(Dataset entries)
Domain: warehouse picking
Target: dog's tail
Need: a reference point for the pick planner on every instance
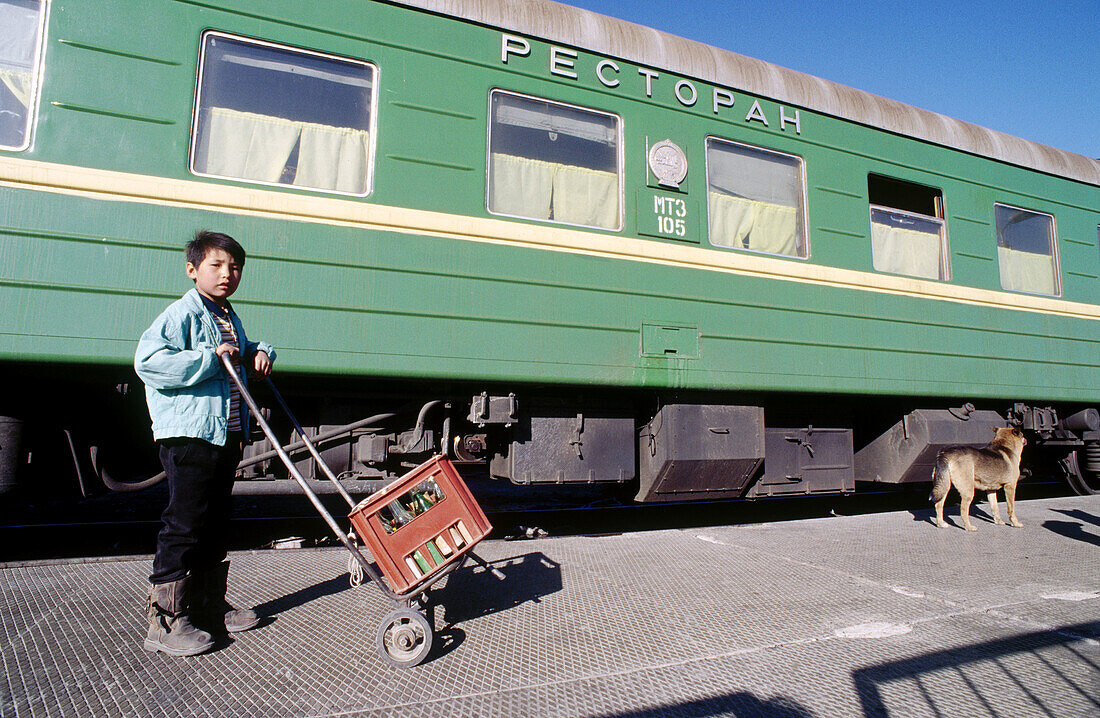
(941, 478)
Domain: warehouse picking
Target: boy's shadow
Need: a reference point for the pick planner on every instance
(273, 608)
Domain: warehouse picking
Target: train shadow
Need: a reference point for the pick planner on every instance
(738, 705)
(965, 671)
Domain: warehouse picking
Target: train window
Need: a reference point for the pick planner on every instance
(279, 116)
(908, 231)
(1025, 251)
(553, 162)
(756, 199)
(21, 26)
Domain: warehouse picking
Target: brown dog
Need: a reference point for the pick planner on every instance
(993, 466)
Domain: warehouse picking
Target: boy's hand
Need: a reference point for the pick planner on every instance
(262, 363)
(227, 349)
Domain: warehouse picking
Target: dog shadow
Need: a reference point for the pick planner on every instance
(1071, 530)
(1079, 515)
(928, 516)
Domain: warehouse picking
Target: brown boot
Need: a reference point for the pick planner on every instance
(211, 609)
(169, 626)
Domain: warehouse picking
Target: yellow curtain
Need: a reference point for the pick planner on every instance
(246, 145)
(545, 190)
(752, 224)
(520, 187)
(903, 251)
(583, 196)
(20, 84)
(1026, 271)
(333, 158)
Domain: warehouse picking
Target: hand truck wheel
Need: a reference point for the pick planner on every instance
(405, 638)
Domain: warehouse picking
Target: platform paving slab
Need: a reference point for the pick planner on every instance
(880, 615)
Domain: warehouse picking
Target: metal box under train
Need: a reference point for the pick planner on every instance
(685, 452)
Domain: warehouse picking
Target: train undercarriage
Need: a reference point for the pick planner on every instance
(658, 446)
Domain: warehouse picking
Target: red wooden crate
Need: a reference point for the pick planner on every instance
(454, 518)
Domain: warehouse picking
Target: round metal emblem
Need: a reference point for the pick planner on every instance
(668, 163)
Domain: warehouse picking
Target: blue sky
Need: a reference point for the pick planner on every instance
(1026, 67)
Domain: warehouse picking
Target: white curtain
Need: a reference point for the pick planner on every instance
(754, 224)
(257, 147)
(19, 37)
(20, 84)
(905, 251)
(1026, 271)
(333, 158)
(547, 190)
(521, 187)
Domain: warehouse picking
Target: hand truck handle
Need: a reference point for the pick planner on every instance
(228, 363)
(309, 444)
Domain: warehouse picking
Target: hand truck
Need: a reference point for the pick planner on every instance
(419, 529)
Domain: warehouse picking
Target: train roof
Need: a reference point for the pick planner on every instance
(556, 22)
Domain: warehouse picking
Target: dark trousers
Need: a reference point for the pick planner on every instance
(196, 521)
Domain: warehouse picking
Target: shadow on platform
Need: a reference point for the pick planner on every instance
(273, 608)
(472, 594)
(739, 705)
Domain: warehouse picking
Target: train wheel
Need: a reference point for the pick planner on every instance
(1081, 479)
(405, 638)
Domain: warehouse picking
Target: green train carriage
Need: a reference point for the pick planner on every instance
(585, 251)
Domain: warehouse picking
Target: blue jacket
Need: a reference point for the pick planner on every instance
(186, 386)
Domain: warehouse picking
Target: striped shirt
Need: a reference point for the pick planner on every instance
(228, 337)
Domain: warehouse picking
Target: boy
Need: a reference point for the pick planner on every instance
(199, 423)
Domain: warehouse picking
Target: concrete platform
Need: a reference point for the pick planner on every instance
(878, 615)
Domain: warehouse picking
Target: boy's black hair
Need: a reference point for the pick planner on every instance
(205, 240)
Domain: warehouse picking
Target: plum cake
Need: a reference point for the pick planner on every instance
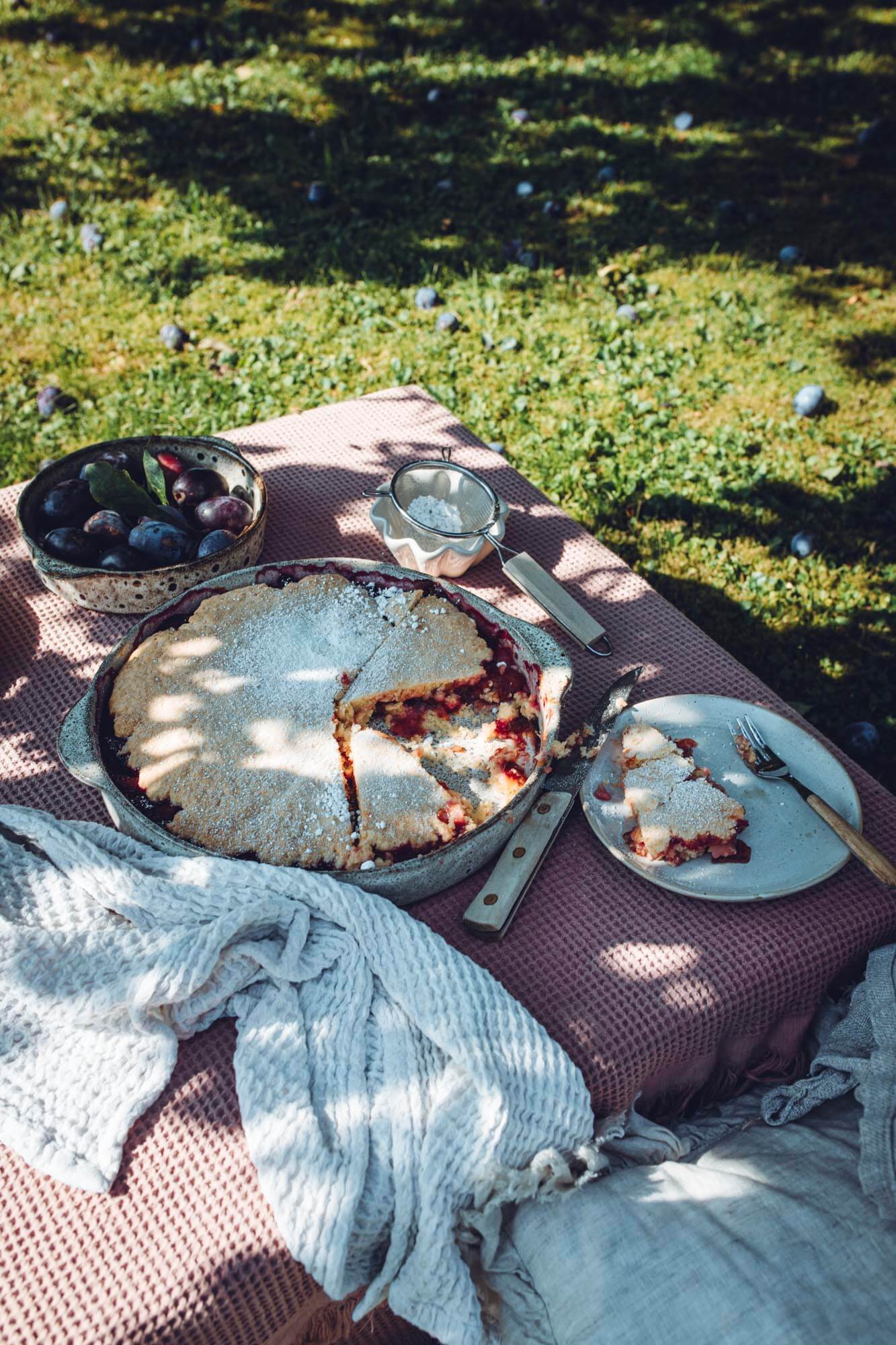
(330, 724)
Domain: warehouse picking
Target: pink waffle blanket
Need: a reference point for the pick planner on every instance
(647, 992)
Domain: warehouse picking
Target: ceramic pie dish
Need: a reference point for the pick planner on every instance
(89, 746)
(106, 591)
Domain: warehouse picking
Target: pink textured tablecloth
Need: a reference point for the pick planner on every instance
(646, 991)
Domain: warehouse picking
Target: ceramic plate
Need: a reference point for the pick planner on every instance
(791, 847)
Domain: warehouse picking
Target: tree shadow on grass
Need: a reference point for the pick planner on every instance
(384, 147)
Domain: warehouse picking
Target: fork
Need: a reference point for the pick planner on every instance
(766, 763)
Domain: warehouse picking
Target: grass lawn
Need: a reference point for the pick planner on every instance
(190, 134)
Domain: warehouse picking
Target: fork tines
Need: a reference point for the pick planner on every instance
(747, 730)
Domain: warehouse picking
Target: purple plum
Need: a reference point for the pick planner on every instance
(224, 513)
(197, 485)
(217, 541)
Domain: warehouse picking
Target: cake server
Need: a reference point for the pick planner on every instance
(481, 510)
(490, 914)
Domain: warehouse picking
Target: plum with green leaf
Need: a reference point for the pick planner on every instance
(197, 485)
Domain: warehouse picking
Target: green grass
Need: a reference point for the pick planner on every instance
(671, 440)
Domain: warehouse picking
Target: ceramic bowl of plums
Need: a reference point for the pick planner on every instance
(126, 525)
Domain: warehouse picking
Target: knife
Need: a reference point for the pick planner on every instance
(490, 914)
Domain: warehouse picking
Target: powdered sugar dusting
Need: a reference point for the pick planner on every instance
(692, 810)
(440, 514)
(653, 783)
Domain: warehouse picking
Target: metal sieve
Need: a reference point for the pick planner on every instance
(479, 509)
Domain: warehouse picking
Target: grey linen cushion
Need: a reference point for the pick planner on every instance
(762, 1239)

◆ To be done
Locate every line in the records above that contains the word "pink", paying attention to case, and copy each of those lines.

◆ Response to the exercise
Target: pink waffle blanket
Target: pink textured tablecloth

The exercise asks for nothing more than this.